WHAT YOU WILL DO:
In the forum reply below, which library does the reply suggest for parsing the PDFs and identifying their images and text?

SELECTED EXTRACT:
= Beginning of Section =

Some advise or suggestions?

[-]

Haniro@reddit

I commented on the crossposted thread, but I'll put it here too:

---

The first question is should you, the second question is how can you.

Regarding the latter: break your problem down into manageable chunks. You ultimately want a pipeline that:

Identifies papers from your interested domain
Downloads and parses the papers + supporting data
Identify UMAPs from the rest of the data
Uses vision + text embeddings to "describe" the UMAP
Record results

For 1: use a platform like OpenAlex and NCBI with MESH terms to identify papers that are relevant to your field, which makes 2 simple enough. For 3: use a pdf-parsing library like pdfminer.six to parse and identify images + text embedded in your document. Then, 4) use a text+vision->text language model to i) determine if it is a UMAP, and ii) "describe" the UMAP. Qwen3.5 or Gemma4 are hot right now and have relatively low-parameters that you can run locally. You'll never get a perfect parsing + identification of UMAPs without fiddling with some parameters: a little supervised fine tuning (SFT) with good/bad examples and some careful prompting will help.

= End of Section =

STORED DATA:
= Beginning of Section =

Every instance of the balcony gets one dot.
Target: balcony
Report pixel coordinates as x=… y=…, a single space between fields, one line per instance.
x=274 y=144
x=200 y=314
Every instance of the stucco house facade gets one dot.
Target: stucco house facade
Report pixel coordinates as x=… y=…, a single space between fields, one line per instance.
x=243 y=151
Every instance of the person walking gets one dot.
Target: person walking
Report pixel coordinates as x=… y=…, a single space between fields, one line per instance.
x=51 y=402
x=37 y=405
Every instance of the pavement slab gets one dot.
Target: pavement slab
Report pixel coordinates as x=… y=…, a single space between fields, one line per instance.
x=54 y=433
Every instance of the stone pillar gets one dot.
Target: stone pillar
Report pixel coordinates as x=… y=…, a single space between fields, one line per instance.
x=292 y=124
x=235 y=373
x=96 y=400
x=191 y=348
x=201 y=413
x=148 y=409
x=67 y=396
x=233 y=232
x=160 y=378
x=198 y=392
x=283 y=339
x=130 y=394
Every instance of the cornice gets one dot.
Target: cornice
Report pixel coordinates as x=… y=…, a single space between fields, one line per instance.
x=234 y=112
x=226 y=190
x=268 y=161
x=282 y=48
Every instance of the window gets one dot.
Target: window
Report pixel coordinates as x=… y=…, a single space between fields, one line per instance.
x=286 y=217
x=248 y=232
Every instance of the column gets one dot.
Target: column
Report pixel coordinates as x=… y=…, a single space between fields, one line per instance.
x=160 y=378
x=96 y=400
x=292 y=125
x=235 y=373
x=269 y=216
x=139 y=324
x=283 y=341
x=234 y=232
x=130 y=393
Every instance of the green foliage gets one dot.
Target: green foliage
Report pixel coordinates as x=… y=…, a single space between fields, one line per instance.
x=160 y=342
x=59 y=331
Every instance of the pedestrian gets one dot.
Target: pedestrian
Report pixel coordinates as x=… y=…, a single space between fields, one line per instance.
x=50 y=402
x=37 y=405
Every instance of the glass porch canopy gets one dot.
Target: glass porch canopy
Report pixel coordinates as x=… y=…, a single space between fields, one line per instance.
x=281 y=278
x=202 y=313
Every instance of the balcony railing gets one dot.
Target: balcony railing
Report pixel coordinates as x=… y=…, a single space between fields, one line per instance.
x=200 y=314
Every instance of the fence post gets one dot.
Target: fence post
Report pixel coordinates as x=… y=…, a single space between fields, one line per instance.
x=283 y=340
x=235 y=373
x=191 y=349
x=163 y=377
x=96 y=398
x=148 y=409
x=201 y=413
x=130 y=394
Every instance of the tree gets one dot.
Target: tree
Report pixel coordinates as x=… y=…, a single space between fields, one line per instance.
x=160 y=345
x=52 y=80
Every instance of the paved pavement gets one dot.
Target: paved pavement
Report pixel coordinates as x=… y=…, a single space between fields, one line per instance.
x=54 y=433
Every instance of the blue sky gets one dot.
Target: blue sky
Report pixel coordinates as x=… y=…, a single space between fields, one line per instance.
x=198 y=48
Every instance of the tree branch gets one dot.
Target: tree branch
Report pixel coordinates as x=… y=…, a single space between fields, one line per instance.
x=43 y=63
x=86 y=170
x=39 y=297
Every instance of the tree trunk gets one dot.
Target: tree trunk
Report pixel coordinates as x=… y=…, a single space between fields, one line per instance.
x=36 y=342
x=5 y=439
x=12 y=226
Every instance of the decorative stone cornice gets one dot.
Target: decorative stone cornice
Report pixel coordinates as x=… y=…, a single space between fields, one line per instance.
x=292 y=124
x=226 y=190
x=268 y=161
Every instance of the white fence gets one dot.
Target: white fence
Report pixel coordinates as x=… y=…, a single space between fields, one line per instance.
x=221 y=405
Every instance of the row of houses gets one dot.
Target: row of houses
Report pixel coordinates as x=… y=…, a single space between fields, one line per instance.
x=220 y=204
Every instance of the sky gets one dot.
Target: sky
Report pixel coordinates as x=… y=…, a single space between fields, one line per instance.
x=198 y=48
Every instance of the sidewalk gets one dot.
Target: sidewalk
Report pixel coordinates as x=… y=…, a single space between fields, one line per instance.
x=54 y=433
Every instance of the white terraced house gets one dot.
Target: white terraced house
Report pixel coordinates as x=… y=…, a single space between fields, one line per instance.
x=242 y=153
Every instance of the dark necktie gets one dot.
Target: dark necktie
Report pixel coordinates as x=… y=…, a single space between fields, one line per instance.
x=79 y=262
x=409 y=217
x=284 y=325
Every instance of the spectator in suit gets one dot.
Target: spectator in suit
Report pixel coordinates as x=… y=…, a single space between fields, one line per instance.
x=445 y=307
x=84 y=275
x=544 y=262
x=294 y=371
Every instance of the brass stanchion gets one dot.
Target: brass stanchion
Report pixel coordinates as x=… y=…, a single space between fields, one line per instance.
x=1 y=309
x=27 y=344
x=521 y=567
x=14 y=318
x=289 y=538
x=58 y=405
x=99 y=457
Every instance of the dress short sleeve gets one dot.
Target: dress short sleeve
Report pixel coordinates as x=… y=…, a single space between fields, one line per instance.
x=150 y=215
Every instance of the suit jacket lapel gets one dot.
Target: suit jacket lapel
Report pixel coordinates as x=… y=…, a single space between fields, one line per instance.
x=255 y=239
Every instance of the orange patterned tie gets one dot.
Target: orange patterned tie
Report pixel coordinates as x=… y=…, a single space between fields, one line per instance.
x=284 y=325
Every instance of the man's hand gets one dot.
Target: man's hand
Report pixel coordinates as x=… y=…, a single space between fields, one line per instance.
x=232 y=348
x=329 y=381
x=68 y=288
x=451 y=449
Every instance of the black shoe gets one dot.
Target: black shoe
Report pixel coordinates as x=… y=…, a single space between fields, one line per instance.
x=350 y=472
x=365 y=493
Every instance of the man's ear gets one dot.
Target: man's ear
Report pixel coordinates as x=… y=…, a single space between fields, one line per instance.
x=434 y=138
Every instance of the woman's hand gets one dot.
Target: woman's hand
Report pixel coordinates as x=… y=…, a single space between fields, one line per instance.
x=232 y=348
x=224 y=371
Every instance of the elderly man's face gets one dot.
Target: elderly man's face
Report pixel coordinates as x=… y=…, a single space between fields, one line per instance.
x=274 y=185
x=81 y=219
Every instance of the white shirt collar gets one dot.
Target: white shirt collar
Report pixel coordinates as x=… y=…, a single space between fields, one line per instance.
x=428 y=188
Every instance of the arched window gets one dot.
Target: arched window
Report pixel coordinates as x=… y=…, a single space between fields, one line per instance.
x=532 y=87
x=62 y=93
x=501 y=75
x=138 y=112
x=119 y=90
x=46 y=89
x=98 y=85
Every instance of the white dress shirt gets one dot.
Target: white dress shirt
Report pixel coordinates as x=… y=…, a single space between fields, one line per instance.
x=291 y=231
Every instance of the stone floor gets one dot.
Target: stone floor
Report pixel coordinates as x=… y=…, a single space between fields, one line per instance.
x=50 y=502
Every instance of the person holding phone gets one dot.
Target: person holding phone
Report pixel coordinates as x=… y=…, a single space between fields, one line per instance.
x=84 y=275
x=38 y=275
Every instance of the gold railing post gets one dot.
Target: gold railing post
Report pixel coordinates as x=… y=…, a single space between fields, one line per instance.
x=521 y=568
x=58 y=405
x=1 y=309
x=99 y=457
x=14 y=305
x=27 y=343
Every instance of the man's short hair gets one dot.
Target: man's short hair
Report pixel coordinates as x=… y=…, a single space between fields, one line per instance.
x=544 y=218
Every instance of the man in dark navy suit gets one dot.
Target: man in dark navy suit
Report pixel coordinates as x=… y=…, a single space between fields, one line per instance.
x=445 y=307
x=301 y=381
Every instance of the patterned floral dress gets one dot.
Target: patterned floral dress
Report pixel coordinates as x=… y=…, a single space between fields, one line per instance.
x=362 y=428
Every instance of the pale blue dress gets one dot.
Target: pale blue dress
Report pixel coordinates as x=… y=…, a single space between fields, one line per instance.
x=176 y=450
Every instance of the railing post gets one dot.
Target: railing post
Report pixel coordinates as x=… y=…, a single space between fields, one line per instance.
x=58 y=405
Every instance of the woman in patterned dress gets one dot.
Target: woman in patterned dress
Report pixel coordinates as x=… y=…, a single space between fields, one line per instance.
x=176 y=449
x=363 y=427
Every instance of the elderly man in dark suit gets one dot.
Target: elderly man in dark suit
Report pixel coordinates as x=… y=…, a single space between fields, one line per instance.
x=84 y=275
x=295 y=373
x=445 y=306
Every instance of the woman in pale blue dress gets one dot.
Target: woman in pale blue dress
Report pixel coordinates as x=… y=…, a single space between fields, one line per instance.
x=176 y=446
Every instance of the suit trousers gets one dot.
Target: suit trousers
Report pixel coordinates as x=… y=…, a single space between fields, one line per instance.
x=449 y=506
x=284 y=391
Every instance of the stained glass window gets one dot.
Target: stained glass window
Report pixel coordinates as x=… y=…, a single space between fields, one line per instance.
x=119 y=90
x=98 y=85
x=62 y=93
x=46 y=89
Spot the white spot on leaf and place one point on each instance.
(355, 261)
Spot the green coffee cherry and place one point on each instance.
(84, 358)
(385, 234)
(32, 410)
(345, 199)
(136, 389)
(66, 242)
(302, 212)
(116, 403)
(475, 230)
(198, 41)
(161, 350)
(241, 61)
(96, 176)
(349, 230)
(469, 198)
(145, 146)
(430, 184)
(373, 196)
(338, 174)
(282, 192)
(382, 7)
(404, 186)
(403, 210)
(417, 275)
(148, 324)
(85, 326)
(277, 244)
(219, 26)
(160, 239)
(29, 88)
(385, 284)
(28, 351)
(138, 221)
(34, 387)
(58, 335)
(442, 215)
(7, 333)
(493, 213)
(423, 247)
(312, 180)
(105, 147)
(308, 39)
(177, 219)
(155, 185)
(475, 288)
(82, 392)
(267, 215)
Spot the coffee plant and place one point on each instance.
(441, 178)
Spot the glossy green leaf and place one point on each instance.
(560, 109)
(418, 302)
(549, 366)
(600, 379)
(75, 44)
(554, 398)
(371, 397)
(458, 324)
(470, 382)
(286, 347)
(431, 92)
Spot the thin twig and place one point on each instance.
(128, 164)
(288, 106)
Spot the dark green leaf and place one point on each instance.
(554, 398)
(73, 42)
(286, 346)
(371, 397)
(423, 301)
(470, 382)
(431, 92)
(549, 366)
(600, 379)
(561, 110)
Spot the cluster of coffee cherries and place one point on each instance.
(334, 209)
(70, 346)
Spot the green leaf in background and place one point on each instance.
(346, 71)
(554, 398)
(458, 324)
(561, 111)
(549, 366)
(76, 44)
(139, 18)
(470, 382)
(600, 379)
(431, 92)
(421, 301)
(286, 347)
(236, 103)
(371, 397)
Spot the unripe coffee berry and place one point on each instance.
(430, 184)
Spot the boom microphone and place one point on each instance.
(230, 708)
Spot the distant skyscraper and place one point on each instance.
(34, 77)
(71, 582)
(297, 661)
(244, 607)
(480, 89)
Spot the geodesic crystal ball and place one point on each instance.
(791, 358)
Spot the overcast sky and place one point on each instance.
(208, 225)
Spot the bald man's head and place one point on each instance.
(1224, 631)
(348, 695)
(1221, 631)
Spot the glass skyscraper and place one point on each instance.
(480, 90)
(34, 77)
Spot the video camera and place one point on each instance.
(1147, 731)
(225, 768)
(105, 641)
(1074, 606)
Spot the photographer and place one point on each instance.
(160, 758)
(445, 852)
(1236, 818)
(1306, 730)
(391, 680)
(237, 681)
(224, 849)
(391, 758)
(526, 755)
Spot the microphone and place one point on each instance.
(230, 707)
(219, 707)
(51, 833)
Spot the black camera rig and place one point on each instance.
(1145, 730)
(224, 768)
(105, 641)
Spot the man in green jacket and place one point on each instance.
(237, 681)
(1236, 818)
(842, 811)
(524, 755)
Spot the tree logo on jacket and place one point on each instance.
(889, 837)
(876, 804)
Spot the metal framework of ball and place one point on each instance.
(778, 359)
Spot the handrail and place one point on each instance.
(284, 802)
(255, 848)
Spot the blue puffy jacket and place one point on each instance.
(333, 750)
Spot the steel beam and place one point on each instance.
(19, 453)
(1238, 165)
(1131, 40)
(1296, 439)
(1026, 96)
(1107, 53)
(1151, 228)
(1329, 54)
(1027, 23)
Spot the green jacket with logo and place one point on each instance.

= End of Section =

SOLUTION FOR THIS PROBLEM:
pdfminer.six